*Passage provided*:
┏━━
To provide high quality mental health and addictions care for clients, and to plan for a system that facilitates this care, meaningful information is required. More specifically, better understanding of clients, their individual needs, and the outcomes of their care are pivotal to providing high quality mental health and addictions services.
However, simply improving the data reporting among mental health and addictions agencies is not the answer. More data collection alone will not provide enough information to design the best care for our clients.
High quality care requires us to consider the full needs of our patients. And measuring mental health care across the entire healthcare system is essential to doing just that.
Step One – Good Quality Data in Community Mental Health and Addictions Agencies
High quality care starts with having an improved understanding of the services clients are receiving – within and across mental health and addictions agencies. This requires standardizing what the community measures and being able to compare and consider service activity across mental health and addictions organizations.
Community Business Intelligence (CBI) is an example of a system that does just that. The CBI system allows the Toronto Central Local Health Integration Network (LHIN) and its health service providers – mental health agencies, addictions agencies and community support service agencies – to track individual clients across the community sector.
Mohamed Badsha, Chief Executive Officer of Reconnect Community Health Services, notes that CBI was built to address gaps in existing information for community mental health, community addictions and community support services client information.
“Currently in Ontario, only the Toronto Central LHIN can answer these questions: what is the real-time capacity and utilization for all community-funded services, what are client wait times for community programs, where are people living who are accessing services, who is using services, when and which services and for how long and what combination of services are they using?”
Step Two – Connect Data to Get a Complete Picture
Patients with mental health and addictions conditions have different interactions with the health care system. They receive care for their mental health or addictions issue and for other physical health conditions. When we measure mental health and addictions services in a standardized way that is interpretable across other aspects of the broader health care system, we can link the data and understand the full client journey. This might mean understanding the intersection of the patient experience as they receive service with their primary care doctor, in hospital, or in the community.
┗━━
Reproduce the above passage on mental health and addictions data word for word, from its first sentence to its last.

*Entries provided*:
┏━━
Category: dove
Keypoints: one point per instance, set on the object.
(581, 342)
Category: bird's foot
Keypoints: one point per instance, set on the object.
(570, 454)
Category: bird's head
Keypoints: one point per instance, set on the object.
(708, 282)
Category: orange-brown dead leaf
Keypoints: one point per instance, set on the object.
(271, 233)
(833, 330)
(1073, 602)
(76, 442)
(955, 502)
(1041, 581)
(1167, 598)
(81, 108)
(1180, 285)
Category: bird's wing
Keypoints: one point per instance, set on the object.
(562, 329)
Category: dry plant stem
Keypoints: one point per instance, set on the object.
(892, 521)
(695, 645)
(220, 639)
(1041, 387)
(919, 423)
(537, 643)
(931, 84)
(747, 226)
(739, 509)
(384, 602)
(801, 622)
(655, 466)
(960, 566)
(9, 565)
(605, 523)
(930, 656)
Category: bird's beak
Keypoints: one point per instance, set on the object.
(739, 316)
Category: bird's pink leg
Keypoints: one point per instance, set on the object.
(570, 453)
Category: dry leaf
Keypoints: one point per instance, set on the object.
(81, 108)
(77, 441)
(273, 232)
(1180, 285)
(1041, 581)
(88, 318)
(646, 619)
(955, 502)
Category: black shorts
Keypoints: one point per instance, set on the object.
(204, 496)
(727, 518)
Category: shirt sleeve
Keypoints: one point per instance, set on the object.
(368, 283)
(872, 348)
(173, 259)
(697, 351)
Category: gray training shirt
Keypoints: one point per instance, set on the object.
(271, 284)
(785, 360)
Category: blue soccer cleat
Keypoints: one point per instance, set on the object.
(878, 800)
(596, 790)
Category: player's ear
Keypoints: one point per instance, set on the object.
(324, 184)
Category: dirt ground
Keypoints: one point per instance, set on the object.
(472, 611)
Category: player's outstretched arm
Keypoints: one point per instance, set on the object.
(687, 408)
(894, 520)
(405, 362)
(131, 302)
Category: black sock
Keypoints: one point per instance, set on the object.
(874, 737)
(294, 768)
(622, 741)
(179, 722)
┗━━
*Completed exercise*:
To provide high quality mental health and addictions care for clients, and to plan for a system that facilitates this care, meaningful information is required. More specifically, better understanding of clients, their individual needs, and the outcomes of their care are pivotal to providing high quality mental health and addictions services.
However, simply improving the data reporting among mental health and addictions agencies is not the answer. More data collection alone will not provide enough information to design the best care for our clients.
High quality care requires us to consider the full needs of our patients. And measuring mental health care across the entire healthcare system is essential to doing just that.
Step One – Good Quality Data in Community Mental Health and Addictions Agencies
High quality care starts with having an improved understanding of the services clients are receiving – within and across mental health and addictions agencies. This requires standardizing what the community measures and being able to compare and consider service activity across mental health and addictions organizations.
Community Business Intelligence (CBI) is an example of a system that does just that. The CBI system allows the Toronto Central Local Health Integration Network (LHIN) and its health service providers – mental health agencies, addictions agencies and community support service agencies – to track individual clients across the community sector.
Mohamed Badsha, Chief Executive Officer of Reconnect Community Health Services, notes that CBI was built to address gaps in existing information for community mental health, community addictions and community support services client information.
“Currently in Ontario, only the Toronto Central LHIN can answer these questions: what is the real-time capacity and utilization for all community-funded services, what are client wait times for community programs, where are people living who are accessing services, who is using services, when and which services and for how long and what combination of services are they using?”
Step Two – Connect Data to Get a Complete Picture
Patients with mental health and addictions conditions have different interactions with the health care system. They receive care for their mental health or addictions issue and for other physical health conditions. When we measure mental health and addictions services in a standardized way that is interpretable across other aspects of the broader health care system, we can link the data and understand the full client journey. This might mean understanding the intersection of the patient experience as they receive service with their primary care doctor, in hospital, or in the community.